## Start

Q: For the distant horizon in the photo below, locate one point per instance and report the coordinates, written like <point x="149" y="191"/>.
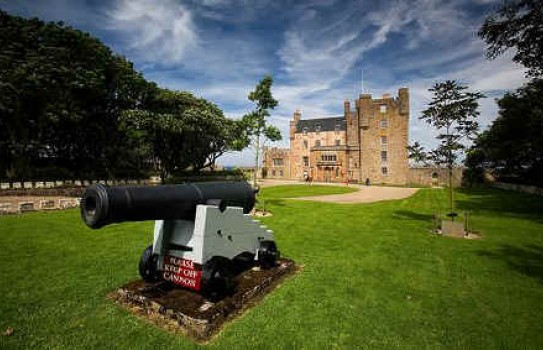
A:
<point x="319" y="53"/>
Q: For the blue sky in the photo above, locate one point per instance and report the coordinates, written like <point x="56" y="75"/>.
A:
<point x="317" y="51"/>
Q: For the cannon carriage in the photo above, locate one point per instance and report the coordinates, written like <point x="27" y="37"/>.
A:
<point x="202" y="230"/>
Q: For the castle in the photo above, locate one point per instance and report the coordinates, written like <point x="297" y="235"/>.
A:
<point x="368" y="142"/>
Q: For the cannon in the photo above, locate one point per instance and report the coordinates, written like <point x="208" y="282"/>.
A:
<point x="202" y="230"/>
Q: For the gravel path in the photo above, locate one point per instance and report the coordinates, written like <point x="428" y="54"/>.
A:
<point x="365" y="194"/>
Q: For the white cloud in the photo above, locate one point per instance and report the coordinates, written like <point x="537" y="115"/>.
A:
<point x="154" y="31"/>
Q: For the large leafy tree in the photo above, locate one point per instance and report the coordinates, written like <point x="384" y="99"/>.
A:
<point x="181" y="131"/>
<point x="512" y="148"/>
<point x="518" y="25"/>
<point x="62" y="92"/>
<point x="452" y="112"/>
<point x="257" y="130"/>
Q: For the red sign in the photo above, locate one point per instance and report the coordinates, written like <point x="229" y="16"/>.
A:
<point x="182" y="272"/>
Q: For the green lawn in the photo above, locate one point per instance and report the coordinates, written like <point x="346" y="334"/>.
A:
<point x="373" y="277"/>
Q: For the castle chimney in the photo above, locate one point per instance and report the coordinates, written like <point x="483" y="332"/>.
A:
<point x="347" y="107"/>
<point x="297" y="115"/>
<point x="403" y="95"/>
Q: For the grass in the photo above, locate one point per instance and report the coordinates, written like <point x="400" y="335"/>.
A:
<point x="373" y="277"/>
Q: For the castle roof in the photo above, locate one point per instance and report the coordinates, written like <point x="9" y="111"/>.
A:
<point x="326" y="124"/>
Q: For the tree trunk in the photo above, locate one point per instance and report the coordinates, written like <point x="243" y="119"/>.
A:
<point x="255" y="175"/>
<point x="451" y="191"/>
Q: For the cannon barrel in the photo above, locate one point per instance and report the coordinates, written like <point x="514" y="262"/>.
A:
<point x="102" y="205"/>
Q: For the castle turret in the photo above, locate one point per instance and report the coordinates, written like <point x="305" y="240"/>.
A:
<point x="295" y="119"/>
<point x="403" y="95"/>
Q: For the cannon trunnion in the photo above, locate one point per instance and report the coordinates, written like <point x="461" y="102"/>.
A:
<point x="201" y="230"/>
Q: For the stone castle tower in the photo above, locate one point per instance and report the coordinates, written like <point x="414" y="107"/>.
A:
<point x="368" y="141"/>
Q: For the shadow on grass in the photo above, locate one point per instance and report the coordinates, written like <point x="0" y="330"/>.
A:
<point x="527" y="260"/>
<point x="512" y="203"/>
<point x="411" y="215"/>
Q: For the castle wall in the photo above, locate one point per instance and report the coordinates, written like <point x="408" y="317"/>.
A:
<point x="352" y="152"/>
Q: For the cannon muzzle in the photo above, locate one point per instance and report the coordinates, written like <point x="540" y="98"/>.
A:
<point x="102" y="205"/>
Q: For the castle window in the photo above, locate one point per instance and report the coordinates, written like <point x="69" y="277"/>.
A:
<point x="329" y="158"/>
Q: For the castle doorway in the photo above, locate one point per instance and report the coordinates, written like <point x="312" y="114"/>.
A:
<point x="327" y="174"/>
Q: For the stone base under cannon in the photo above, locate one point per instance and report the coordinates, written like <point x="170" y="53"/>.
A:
<point x="186" y="312"/>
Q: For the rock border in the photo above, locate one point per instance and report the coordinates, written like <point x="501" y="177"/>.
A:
<point x="200" y="319"/>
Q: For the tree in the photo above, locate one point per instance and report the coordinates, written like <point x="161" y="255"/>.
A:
<point x="512" y="148"/>
<point x="452" y="112"/>
<point x="182" y="131"/>
<point x="61" y="96"/>
<point x="518" y="24"/>
<point x="257" y="130"/>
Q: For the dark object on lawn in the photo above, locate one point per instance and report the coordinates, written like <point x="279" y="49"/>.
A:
<point x="182" y="311"/>
<point x="201" y="230"/>
<point x="452" y="215"/>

## End

Quote the records above exactly, leaving out any pictures.

Q: For the distant horizon in the photo below, locate one point per instance and report the coordinates, written like <point x="149" y="191"/>.
A:
<point x="319" y="53"/>
Q: For the blue sky in the photo above, locate one point per instance and report the coordinates, written like <point x="56" y="75"/>.
A:
<point x="317" y="51"/>
Q: For the cannon carriage in the photo above, locate one point per instance and report the coordinates, written like <point x="27" y="37"/>.
A:
<point x="202" y="230"/>
Q: For the castle in the photo above, locate one point per instance and report the coordinates, written like <point x="297" y="235"/>.
A:
<point x="368" y="142"/>
Q: For the cannon in the photo above, locate one point per instance and report the coordinates, written like <point x="208" y="282"/>.
A:
<point x="202" y="230"/>
Q: For the gravel path in the photo above, locate one point per instance and report the coordinates, written like <point x="428" y="54"/>.
A:
<point x="365" y="194"/>
Q: For the white cloud in the photo above, locate one point per instance and report the coordinates, written like <point x="537" y="115"/>.
A:
<point x="154" y="31"/>
Q: For the large leafy tree in the photo above, locate one point per instance and report the coordinates, written like <point x="384" y="99"/>.
A:
<point x="181" y="131"/>
<point x="512" y="148"/>
<point x="518" y="25"/>
<point x="62" y="92"/>
<point x="452" y="112"/>
<point x="257" y="130"/>
Q: For the red sign in the photo above, locate one point per instance and report the coordinates, written like <point x="229" y="16"/>.
A:
<point x="182" y="272"/>
Q: For the green lawn in the photo above, locate one point per instance and report the coordinates, written like <point x="346" y="334"/>.
A:
<point x="373" y="277"/>
Q: For the castle chimney in the photo above, locate one point per instance and report the coordinates, written like <point x="483" y="332"/>.
A:
<point x="347" y="107"/>
<point x="297" y="115"/>
<point x="403" y="95"/>
Q: For the grass in the photo above, locate one point per instance and report the coordinates, written like <point x="400" y="335"/>.
A:
<point x="373" y="277"/>
Q: For the castle roof in the photo above, locate one point per instance and report the coordinates, written like <point x="9" y="111"/>.
A:
<point x="326" y="124"/>
Q: For the tree trunk in the photo above, locate one point per instance and report the coordinates, written like <point x="243" y="119"/>.
A:
<point x="255" y="175"/>
<point x="451" y="191"/>
Q: For the cannon barrel in the photo above, locate one point per instance and report the coordinates, written like <point x="514" y="262"/>.
A:
<point x="102" y="205"/>
Q: For the castle turret in the photo above, locate one point per instance and report the coordinates, written like <point x="305" y="240"/>.
A:
<point x="295" y="119"/>
<point x="403" y="95"/>
Q: For the cannon trunnion in the photo above, locate one point per instance and report the coordinates, written like <point x="461" y="102"/>.
A:
<point x="201" y="230"/>
Q: For the stone castle tower in the photo above, locate one point per instance and report the coordinates, written like <point x="414" y="107"/>.
A:
<point x="368" y="141"/>
Q: For the shadow on grass in the photo above, locate one point per instance and report the coordinates, written like <point x="0" y="330"/>.
A:
<point x="527" y="260"/>
<point x="512" y="203"/>
<point x="411" y="215"/>
Q: For the castle wall in the photo above, locate one point per instance and report the coordinates, written like <point x="408" y="317"/>.
A:
<point x="352" y="152"/>
Q: For the cannon muzzle in the photo above, locate one point per instance and report the coordinates, written like <point x="540" y="98"/>.
A:
<point x="102" y="205"/>
Q: For the castle window in the photo above, locate one point per instance and report the coordinates, written like <point x="69" y="277"/>.
A:
<point x="329" y="158"/>
Q: For the castle doorway in the photo above, locate one point per instance and report the coordinates, written like <point x="312" y="114"/>.
A:
<point x="327" y="174"/>
Q: For the stone base under cannon in the photo above, locate one point per instance and report the coordinates, written like <point x="170" y="53"/>.
A:
<point x="186" y="312"/>
Q: For the rock border in the photo above, locate one point per instance and report the coordinates, written like <point x="501" y="177"/>.
A:
<point x="200" y="319"/>
Q: For the tree in the photo above, locate one point per instance and report the coordinates, written like <point x="161" y="255"/>.
A:
<point x="512" y="148"/>
<point x="452" y="112"/>
<point x="182" y="131"/>
<point x="61" y="96"/>
<point x="518" y="24"/>
<point x="257" y="130"/>
Q: For the dark object on lawn in the photo above, locate one point per instance and report the coordinates, written like <point x="279" y="49"/>.
A:
<point x="182" y="311"/>
<point x="201" y="230"/>
<point x="452" y="215"/>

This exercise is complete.